Multiple instances of the proposed approximate computing scheme are also listed in Table 1. It can be seen that by utilizing solely the proposed computation-restructuring methodology, a speed-up of  $6.7 \times$ ,  $2.2 \times$ , and  $2.93 \times$  is achieved in the latency required to yield (almost) identical outputs (KL-divergence  $\leq 0.001$ ) with the reference design, compared to the CPU, GPU, and FPGA baselines accordingly, also translated into an improvement of  $12.46 \times 5.67 \times$ , and  $2.89 \times$  in performance efficiency. These significant gains arise by the proposed methodology exploiting the inherent redundancy of LSTM models in order to maximize the achievable accuracy at every stage of the computation. By performing the most information-carrying computations first, the workload (and computation time) required to reach similar accuracy with the baseline is effectively reduced.

By relaxing the error tolerance into slightly higher KL-divergence values ( $\leq 0.1$ ), the proposed hybrid compression-and-pruning methodology provides informed approximations of the inference outputs, while demonstrating remarkable performance gains of up to 724×, 238×, and 317× in latency (1 161×, 529×, and 269× improved performance efficiency) compared to the same CPU, GPU, and FPGA baselines, respectively. These gains are amplified remarkably by further relaxing the error tolerance into higher KL-divergence ( $\leq 1.0$ ), which, however, still yield "meaningful" results.

| Table I. | Comparison | with other | r computing platforms. |  |
|----------|------------|------------|------------------------|--|
|          |            |            |                        |  |

| Platform | Benchmark                 | Latency    | Power  | Perf. Efficiency  |
|----------|---------------------------|------------|--------|-------------------|
| CPU      | Baseline                  | 2.4266 ms  | 5.13 W | 0.342 GOp/s/W     |
| GPU      | Baseline                  | 0.7974 ms  | 7.11 W | 0.752 GOp/s/W     |
| FPGA     | Baseline                  | 1.0620 ms  | 2.72 W | 1.476 GOp/s/W     |
| FPGA     | †* (KL $\le 0.001$ )      | 0.36190 ms | 2.76 W | 4.267 GOp/s/W     |
| FPGA     | $^{**}$ (KL $\le 0.01$ )  | 0.03924 ms | 3.20 W | 33.943 GOp/s/W    |
| FPGA     | †** (KL $\leq 0.1$ )      | 0.00335 ms | 3.20 W | 397.713 GOp/s/W   |
| FPGA     | $^{+***}$ (KL $\le 1.0$ ) | 0.00072 ms | 3.41 W | 1 735.992 GOp/s/W |

† This work, \*SVD-4160NZ (no pruning), \*\*SVD-130NZ, \*\*\*SVD-32NZ

Since all the configurations of the proposed (and baseline) approach are memory bounded (see Figure 6), the attainable parallelism and performance (GOp/s) of the underlying hardware architecture increase proportionally to the selected sparsity level. As it can be noticed in Table 1, the absolute power consumption of sparser configurations increases. This is due to the fact that since sparser configurations lead to the higher CTC ratio (see Figure 6), more parallel processing can be exploited in this case, by instantiating more on-chip computational resources on the FPGA. Consequently, although processing becomes faster, the absolute power of the accelerator also increases as a result of the onchip power consumption.

Dataset |
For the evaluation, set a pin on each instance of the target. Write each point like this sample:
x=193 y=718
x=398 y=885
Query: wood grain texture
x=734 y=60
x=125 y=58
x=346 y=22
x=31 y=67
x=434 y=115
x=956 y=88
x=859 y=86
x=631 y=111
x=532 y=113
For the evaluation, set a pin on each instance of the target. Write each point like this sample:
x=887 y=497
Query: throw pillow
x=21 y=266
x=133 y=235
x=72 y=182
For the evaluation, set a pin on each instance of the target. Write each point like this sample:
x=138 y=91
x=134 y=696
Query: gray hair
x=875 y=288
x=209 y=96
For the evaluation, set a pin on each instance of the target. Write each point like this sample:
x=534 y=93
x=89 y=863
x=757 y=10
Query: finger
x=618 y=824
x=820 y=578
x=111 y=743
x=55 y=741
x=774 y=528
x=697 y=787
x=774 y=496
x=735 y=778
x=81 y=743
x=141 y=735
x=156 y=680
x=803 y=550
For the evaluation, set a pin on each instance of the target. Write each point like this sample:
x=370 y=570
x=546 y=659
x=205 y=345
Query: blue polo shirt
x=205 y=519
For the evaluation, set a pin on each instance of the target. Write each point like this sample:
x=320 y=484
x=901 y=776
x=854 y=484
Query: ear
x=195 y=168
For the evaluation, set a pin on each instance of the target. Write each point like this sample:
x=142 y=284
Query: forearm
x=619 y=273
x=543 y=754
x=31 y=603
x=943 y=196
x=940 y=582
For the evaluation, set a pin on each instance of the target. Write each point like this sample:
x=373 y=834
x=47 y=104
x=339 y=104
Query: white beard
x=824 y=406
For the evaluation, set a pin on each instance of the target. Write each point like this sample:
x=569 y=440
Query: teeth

Task list |
1 – Extract each line of the rows that contains the string "Query".
2 – Carry on the passage about approximate LSTM computing on FPGAs from the point where it ends.

Results of the exercise |
1 –
Query: wood grain texture
Query: throw pillow
Query: gray hair
Query: finger
Query: blue polo shirt
Query: ear
Query: forearm
Query: white beard
Query: teeth

2 –
Exploiting the computation time-accuracy tradeoff, the proposed progressive inference methodology can provide high-quality approximations of the final result at early stages of the computation, which are iteratively refined as more time budget becomes available. This scheme is particularly useful for systems with hard computation-time constraints (e.g., in mission-critical real-time applications), enabling them to maximize the attainable QoR within the given latency envelope. Furthermore, the introduced highly parametrized custom hardware architecture for the proposed methodology demonstrates remarkable power efficiency by exploiting the enhanced customization capabilities and flexibility of FPGAs. In this manner, highly optimized hardware mappings of different configuration instances of the proposed approximation scheme are generated, while being tailored to the needs of the target application.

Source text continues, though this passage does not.